(Dataset entries)
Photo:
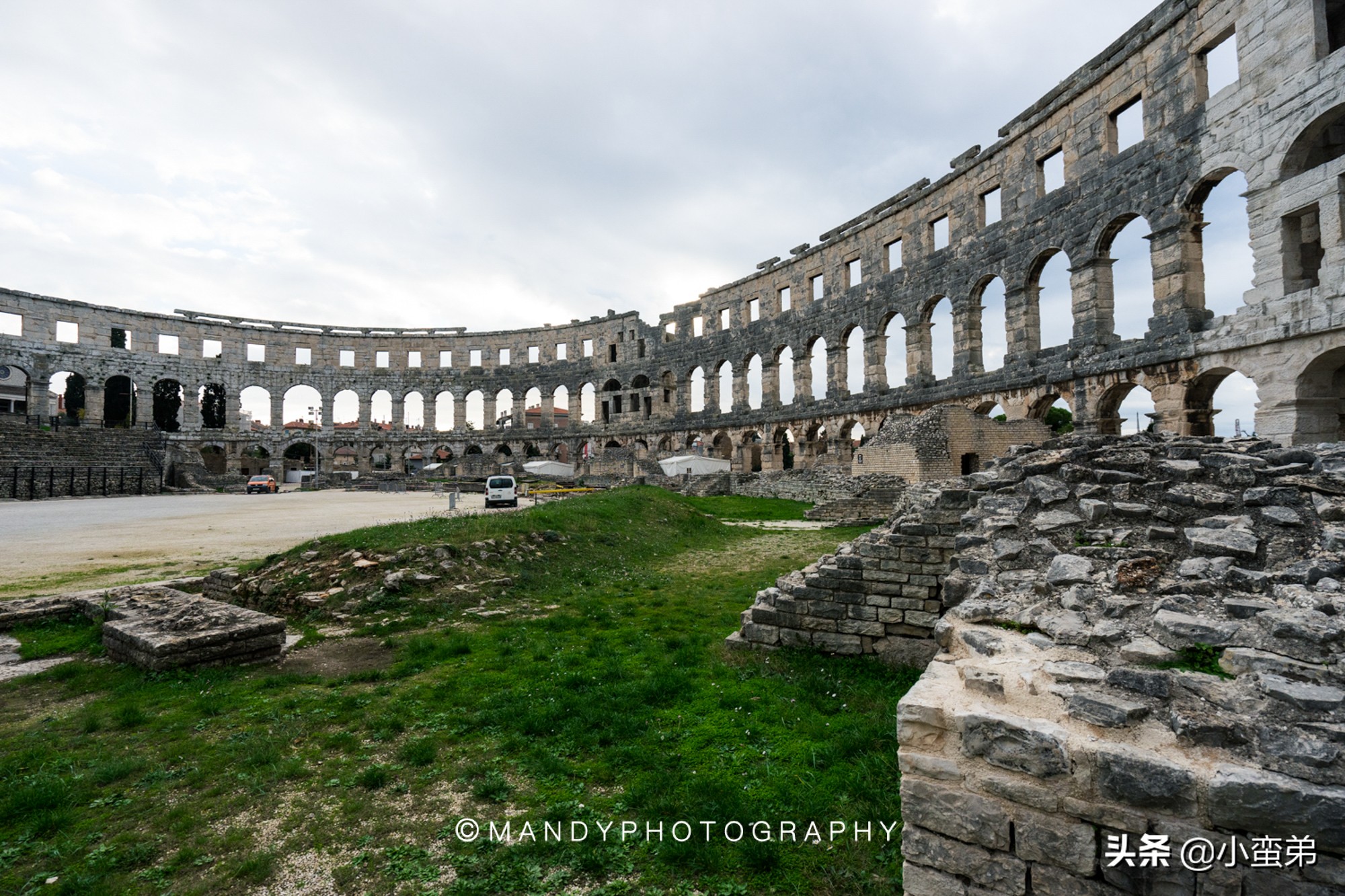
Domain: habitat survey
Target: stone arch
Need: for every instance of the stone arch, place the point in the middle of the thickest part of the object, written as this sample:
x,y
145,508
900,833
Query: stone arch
x,y
166,408
987,325
1200,396
1048,319
303,407
1321,142
120,400
1219,227
445,411
346,409
1125,276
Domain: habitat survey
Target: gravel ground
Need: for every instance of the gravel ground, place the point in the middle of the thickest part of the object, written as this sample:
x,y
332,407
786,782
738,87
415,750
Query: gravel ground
x,y
50,545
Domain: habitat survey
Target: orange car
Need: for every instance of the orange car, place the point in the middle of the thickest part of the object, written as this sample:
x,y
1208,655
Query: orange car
x,y
263,485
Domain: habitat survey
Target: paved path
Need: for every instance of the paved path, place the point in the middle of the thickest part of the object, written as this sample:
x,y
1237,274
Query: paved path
x,y
49,542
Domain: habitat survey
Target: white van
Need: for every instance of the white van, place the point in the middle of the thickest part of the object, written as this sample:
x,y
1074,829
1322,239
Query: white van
x,y
501,491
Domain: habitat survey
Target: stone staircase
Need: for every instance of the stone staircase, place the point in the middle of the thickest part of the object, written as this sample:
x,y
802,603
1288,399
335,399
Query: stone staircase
x,y
77,460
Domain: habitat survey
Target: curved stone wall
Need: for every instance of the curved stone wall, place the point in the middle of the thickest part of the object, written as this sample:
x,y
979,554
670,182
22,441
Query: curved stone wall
x,y
1278,126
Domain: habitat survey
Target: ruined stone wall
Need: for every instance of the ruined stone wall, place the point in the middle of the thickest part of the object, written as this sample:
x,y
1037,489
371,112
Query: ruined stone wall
x,y
1288,333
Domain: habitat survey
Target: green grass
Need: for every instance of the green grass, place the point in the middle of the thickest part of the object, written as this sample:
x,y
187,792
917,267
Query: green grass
x,y
618,704
59,637
742,507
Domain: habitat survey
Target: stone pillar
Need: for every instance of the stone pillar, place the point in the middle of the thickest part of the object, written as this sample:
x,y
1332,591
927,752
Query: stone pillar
x,y
875,364
1023,322
1179,280
919,354
1094,303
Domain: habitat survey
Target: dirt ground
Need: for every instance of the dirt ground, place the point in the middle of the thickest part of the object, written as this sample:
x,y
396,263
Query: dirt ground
x,y
92,542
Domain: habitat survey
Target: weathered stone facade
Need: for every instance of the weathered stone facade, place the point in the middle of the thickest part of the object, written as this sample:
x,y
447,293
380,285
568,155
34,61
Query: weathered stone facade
x,y
1278,124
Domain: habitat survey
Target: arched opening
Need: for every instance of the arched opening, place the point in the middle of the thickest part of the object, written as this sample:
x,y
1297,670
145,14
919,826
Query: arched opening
x,y
1222,403
67,396
1321,142
895,354
941,338
303,408
855,361
588,403
785,368
533,408
755,382
1126,244
785,447
14,391
167,404
381,409
119,401
562,407
995,325
1320,400
346,409
474,409
215,460
1125,409
255,460
445,411
697,391
414,411
1050,286
818,369
215,405
301,458
1225,241
505,409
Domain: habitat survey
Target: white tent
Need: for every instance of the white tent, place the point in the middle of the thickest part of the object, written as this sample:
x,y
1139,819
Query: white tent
x,y
551,469
696,464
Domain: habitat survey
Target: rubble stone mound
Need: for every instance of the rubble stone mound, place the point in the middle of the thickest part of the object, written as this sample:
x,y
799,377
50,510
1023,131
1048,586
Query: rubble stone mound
x,y
158,627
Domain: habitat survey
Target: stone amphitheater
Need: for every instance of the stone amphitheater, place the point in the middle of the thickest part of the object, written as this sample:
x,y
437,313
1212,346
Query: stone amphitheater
x,y
1130,645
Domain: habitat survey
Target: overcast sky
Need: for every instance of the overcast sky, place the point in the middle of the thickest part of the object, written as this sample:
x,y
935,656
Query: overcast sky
x,y
485,165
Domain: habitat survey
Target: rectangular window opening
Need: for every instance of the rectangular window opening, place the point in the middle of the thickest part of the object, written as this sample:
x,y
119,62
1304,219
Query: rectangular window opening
x,y
1128,126
895,255
1218,65
1051,173
991,208
939,231
1303,249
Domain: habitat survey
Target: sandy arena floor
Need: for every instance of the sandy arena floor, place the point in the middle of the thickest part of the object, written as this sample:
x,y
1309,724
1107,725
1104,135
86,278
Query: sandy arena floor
x,y
100,541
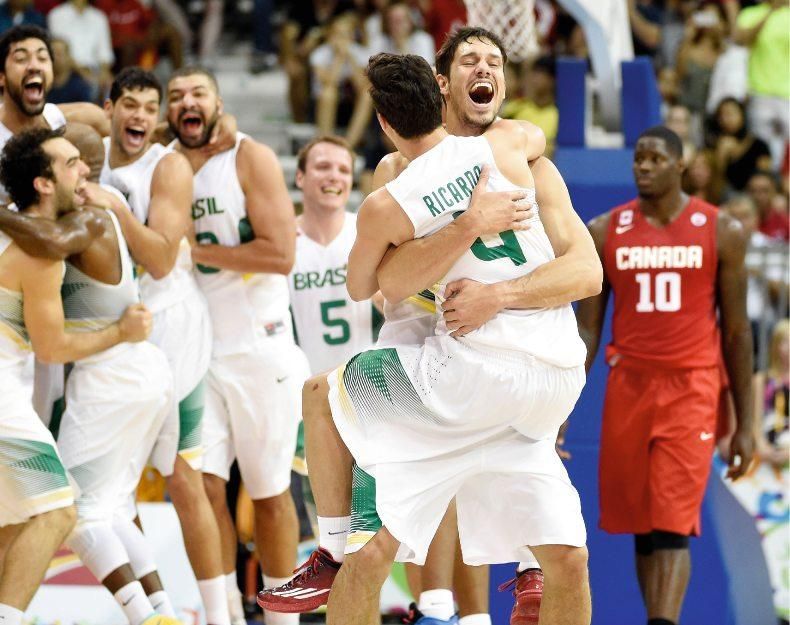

> **Task statement**: No pictures belong in the copy. Repeat the entries exactly.

> **Problem solution**:
Photo:
Domain: habitat survey
Target: stone arch
Need: for every instance of the stone arch, place the point in the middle of the thickest part of the object, written as this sample:
x,y
145,508
900,833
Query: stone arch
x,y
166,408
987,325
1200,396
1048,319
303,407
1321,142
120,400
1219,227
445,411
346,409
1125,276
Domain: habitat survey
Target: gravel ground
Need: for every instance of the gravel ground, place the point in the middle of the thickest part of the object, written as this sample:
x,y
332,407
786,782
738,87
415,750
Query: gravel ground
x,y
50,545
Domain: habitat survey
Target: orange car
Need: for every instance of the orange car, place the point in the middle of the thickest part of the object, written as this sample:
x,y
1208,655
Query: orange car
x,y
263,485
Domain: habitat survey
Target: paved path
Need: for every instance of the paved path, place the point in the middle of the thickest part of the object, written as this sample:
x,y
1237,274
Query: paved path
x,y
49,542
Domain: habitat survey
Target: white van
Need: for every instance of the white van, place the point in the middle of the thickest part of the object, written as this sample:
x,y
1074,829
1322,239
Query: white van
x,y
501,491
Domain: habitat survey
Target: stone staircase
Need: for every instance of the stone staircase, place the point in the middle of the thickest part of the object, written as this sample:
x,y
802,603
1288,399
335,399
Query: stone staircase
x,y
77,460
Domain: habitat survey
Target: curved stone wall
Need: for every instance of the curved stone wall, place the point in the middle of the thickest part of the object, written as this sample:
x,y
979,554
670,182
22,441
Query: curved stone wall
x,y
1278,126
Domain: habitat survey
Target: ruined stone wall
Need: for every instance of the ruined stone wall, place the point in the middle of the thickest part of the object, written as this sample:
x,y
1037,489
371,112
Query: ruined stone wall
x,y
1288,333
Domain: habitat survey
Target: green grass
Need: for every instance of the green grass, place the point in the middle of the thickest part of the object, written as this sample:
x,y
187,792
917,267
Query: green grass
x,y
618,704
59,637
742,507
Domain: habitat survey
Target: stone pillar
Need: for every instance of the stone pillar, place the point in the middle of the thickest part of the object, written as this sample:
x,y
1332,591
927,752
Query: stone pillar
x,y
875,364
1023,322
1179,280
919,354
1094,303
Domain: habitat survey
Target: dirt ground
Need: for every instance of the dirt ground, place the point in the middle of the thickest part of the object, written as this sample:
x,y
396,263
Query: dirt ground
x,y
92,542
Domain: habitat survey
Target: weathered stone facade
Need: for every instance of the weathered stone facade, place the point in the middle of the thickest part of the object, written as this sample:
x,y
447,293
380,285
568,155
34,61
Query: weathered stone facade
x,y
1278,124
Domain: habitat survey
Target: arched opening
Need: for every instance of the arched opening, place the point in the middle of the thickest part of the object, written as this sample:
x,y
1297,670
145,14
919,826
Query: arched opening
x,y
1222,403
67,396
1321,142
895,354
941,338
303,408
855,361
588,403
785,368
533,408
755,382
1126,244
785,447
14,391
167,404
381,409
119,401
562,407
995,325
1320,400
346,409
474,409
215,460
1125,409
255,460
445,411
697,391
414,411
1050,286
818,369
215,405
301,458
1225,241
505,409
Domain: habitat survey
Target: white tent
Need: for every instance of the white tent, place the point in the middle of the thickest part of the object, written as this sample:
x,y
1139,819
Query: white tent
x,y
551,469
696,464
Domain: habitat survey
Target: rubble stone mound
Need: for every instance of the rubble stone mound, place the point in the middle of the thickest part of the object, written as this sample:
x,y
799,377
50,510
1023,131
1048,586
Query: rubble stone mound
x,y
158,627
Domain: habitat survey
Target: stone amphitheater
Need: for every instance of the stone amphitheater, place the point in the middle of the thickest part of the object, written as this sample:
x,y
437,313
1212,346
Query: stone amphitheater
x,y
1130,645
Domain: habitat survey
Target: overcast sky
Need: for every instance of the overcast sky, place the point in the middle of the thickest part of the object, written as this sample:
x,y
935,656
Query: overcast sky
x,y
485,165
Domain: habitat survey
Target: rectangular window opening
Need: for every instance of the rectangular window opening, place the point in the middle of the thickest part of the object, written as this sample:
x,y
119,62
1304,219
Query: rectangular window opening
x,y
1128,126
895,255
1218,65
1051,173
991,208
939,231
1303,249
Domain: habitat survey
Target: sandy arena floor
Need: for every instance of the sandy arena floor, place the point in the middle of the thickest part of the object, written as this sample:
x,y
1309,724
1107,725
1104,135
86,278
Query: sandy arena floor
x,y
100,541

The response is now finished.